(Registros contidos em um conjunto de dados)
# # # # # # #

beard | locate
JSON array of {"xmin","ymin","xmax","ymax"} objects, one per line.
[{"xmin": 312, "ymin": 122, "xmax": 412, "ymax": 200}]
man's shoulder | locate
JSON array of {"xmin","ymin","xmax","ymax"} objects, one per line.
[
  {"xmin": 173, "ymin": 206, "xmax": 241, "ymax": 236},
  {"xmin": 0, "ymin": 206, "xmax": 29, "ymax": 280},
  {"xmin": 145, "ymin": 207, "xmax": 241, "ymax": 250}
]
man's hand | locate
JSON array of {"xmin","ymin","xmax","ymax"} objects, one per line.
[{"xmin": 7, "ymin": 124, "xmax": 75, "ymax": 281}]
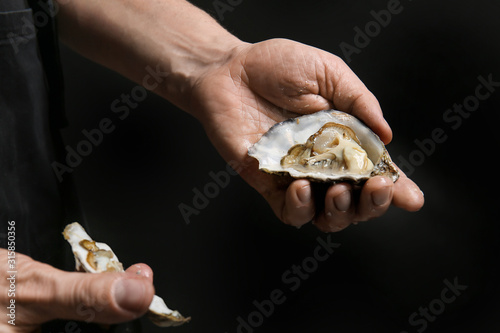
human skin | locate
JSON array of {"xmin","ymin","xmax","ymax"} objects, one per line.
[{"xmin": 0, "ymin": 0, "xmax": 424, "ymax": 332}]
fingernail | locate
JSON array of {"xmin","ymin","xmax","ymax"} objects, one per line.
[
  {"xmin": 333, "ymin": 191, "xmax": 351, "ymax": 212},
  {"xmin": 372, "ymin": 187, "xmax": 392, "ymax": 206},
  {"xmin": 297, "ymin": 185, "xmax": 311, "ymax": 205},
  {"xmin": 114, "ymin": 279, "xmax": 146, "ymax": 312}
]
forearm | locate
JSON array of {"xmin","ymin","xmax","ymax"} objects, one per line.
[{"xmin": 59, "ymin": 0, "xmax": 241, "ymax": 111}]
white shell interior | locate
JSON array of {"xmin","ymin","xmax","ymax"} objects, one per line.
[
  {"xmin": 63, "ymin": 222, "xmax": 187, "ymax": 327},
  {"xmin": 248, "ymin": 110, "xmax": 385, "ymax": 181}
]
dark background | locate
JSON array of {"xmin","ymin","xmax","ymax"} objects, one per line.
[{"xmin": 62, "ymin": 0, "xmax": 500, "ymax": 333}]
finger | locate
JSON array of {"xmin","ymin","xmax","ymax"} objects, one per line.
[
  {"xmin": 125, "ymin": 264, "xmax": 153, "ymax": 283},
  {"xmin": 320, "ymin": 54, "xmax": 392, "ymax": 144},
  {"xmin": 281, "ymin": 179, "xmax": 314, "ymax": 227},
  {"xmin": 392, "ymin": 168, "xmax": 425, "ymax": 212},
  {"xmin": 19, "ymin": 262, "xmax": 154, "ymax": 324},
  {"xmin": 355, "ymin": 176, "xmax": 393, "ymax": 221},
  {"xmin": 314, "ymin": 183, "xmax": 354, "ymax": 232}
]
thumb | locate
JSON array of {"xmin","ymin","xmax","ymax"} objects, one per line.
[{"xmin": 22, "ymin": 264, "xmax": 154, "ymax": 324}]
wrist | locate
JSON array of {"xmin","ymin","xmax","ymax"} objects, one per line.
[{"xmin": 154, "ymin": 26, "xmax": 247, "ymax": 113}]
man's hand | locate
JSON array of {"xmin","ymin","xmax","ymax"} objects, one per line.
[
  {"xmin": 59, "ymin": 0, "xmax": 423, "ymax": 231},
  {"xmin": 0, "ymin": 249, "xmax": 154, "ymax": 333},
  {"xmin": 189, "ymin": 40, "xmax": 423, "ymax": 231}
]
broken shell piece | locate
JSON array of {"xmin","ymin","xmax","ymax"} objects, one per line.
[
  {"xmin": 148, "ymin": 295, "xmax": 190, "ymax": 327},
  {"xmin": 248, "ymin": 110, "xmax": 399, "ymax": 184},
  {"xmin": 63, "ymin": 222, "xmax": 191, "ymax": 327}
]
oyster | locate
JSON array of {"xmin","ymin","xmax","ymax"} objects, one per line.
[
  {"xmin": 248, "ymin": 110, "xmax": 399, "ymax": 184},
  {"xmin": 63, "ymin": 222, "xmax": 191, "ymax": 327}
]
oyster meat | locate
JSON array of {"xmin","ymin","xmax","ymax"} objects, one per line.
[
  {"xmin": 63, "ymin": 222, "xmax": 191, "ymax": 327},
  {"xmin": 248, "ymin": 110, "xmax": 399, "ymax": 183}
]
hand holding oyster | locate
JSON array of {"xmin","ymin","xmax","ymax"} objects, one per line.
[{"xmin": 248, "ymin": 110, "xmax": 399, "ymax": 184}]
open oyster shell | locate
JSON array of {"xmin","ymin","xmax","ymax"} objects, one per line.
[
  {"xmin": 248, "ymin": 110, "xmax": 399, "ymax": 184},
  {"xmin": 63, "ymin": 222, "xmax": 191, "ymax": 327}
]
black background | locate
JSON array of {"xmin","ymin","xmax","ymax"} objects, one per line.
[{"xmin": 57, "ymin": 0, "xmax": 500, "ymax": 333}]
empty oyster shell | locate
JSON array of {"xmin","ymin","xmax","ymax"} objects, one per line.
[
  {"xmin": 63, "ymin": 222, "xmax": 191, "ymax": 327},
  {"xmin": 248, "ymin": 110, "xmax": 399, "ymax": 184}
]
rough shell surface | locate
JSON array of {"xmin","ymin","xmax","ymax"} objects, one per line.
[{"xmin": 248, "ymin": 110, "xmax": 399, "ymax": 183}]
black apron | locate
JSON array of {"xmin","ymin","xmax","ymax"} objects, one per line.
[{"xmin": 0, "ymin": 0, "xmax": 140, "ymax": 333}]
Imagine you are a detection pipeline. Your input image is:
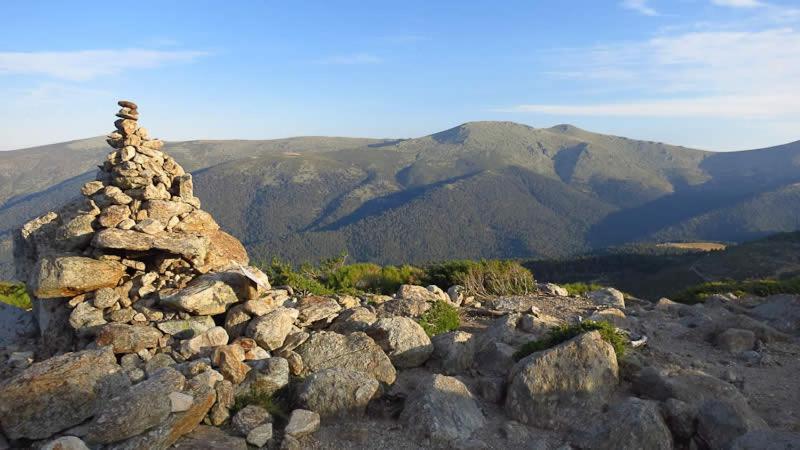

# # # # # # #

Selecione e copie cada uma das linhas acima em que aparece a palavra "oyster". A diferença entre maiúsculas e minúsculas deve ser respeitada.

oyster | locate
oyster meat | locate
hand holding oyster | locate
open oyster shell | locate
empty oyster shell | locate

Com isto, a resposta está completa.